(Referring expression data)
════════════════
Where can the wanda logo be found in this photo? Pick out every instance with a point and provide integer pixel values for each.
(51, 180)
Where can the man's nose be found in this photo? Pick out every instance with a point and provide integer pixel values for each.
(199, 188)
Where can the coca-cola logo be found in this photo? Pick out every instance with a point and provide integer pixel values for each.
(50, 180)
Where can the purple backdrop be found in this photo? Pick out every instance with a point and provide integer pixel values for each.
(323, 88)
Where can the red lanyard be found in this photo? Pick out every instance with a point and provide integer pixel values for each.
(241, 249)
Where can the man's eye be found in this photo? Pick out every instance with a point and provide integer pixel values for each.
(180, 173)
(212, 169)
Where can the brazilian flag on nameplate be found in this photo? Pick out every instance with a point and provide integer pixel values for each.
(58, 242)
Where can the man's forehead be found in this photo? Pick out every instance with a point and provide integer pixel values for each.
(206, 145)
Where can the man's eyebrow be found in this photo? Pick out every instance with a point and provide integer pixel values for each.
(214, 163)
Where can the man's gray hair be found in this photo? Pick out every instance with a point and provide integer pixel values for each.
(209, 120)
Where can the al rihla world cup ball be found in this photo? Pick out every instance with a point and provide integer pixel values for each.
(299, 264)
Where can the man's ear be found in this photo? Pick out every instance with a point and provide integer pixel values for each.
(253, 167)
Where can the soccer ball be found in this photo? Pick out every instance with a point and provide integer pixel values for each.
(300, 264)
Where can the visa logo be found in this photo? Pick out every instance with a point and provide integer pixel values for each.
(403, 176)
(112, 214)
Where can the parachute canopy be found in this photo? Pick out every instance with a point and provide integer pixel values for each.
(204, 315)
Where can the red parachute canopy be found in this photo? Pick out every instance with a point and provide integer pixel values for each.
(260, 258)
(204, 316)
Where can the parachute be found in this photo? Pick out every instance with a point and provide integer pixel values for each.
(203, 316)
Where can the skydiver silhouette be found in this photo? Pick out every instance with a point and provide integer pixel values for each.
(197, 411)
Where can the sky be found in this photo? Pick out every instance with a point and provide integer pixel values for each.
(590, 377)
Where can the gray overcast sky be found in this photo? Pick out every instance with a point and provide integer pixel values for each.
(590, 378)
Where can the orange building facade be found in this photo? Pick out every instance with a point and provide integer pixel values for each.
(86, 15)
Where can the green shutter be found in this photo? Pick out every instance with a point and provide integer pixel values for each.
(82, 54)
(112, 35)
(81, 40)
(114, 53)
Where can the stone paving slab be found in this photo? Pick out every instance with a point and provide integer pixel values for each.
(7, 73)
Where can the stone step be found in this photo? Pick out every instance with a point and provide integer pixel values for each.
════════════════
Your instructions »
Only the lines from the one that contains "Where can the visa" to the end of the data should be output, exactly as they appear.

Answer section »
Where can the visa logo be found in this photo? Pick out every instance with a point and provide integer pixel values for each.
(403, 176)
(112, 214)
Where can the parachute canopy be found in this photo? Pick out every instance with a point and provide integer pixel values for each.
(204, 315)
Where can the red parachute canopy be found in this photo? Pick out every instance with a point and provide integer pixel values for each.
(260, 258)
(204, 316)
Where can the parachute be found in this photo? Pick out every instance with a point and provide integer pixel values for each.
(203, 316)
Where can the skydiver silhouette be found in this photo? Pick out every instance with a point and provide integer pixel values for each.
(197, 411)
Where can the sky be found in this photo? Pick out every instance with a point and provide integer pixel values for each.
(590, 377)
Where can the gray overcast sky be found in this photo? Pick out every instance with a point and provide integer pixel values for each.
(590, 378)
Where can the orange building facade be found in this photo? Pick out every instance with a point and provide integer pixel values for each.
(86, 15)
Where can the green shutter be found in this photo? Pick out every instance with a point and provide integer pixel values for each.
(82, 54)
(112, 35)
(81, 40)
(114, 53)
Where can the stone paving slab be found in this photo? Pick out every instance with a point and provide integer pixel values for each.
(7, 73)
Where can the stone step be found in this photo? Pick out every instance with a point and provide integer pixel values for each.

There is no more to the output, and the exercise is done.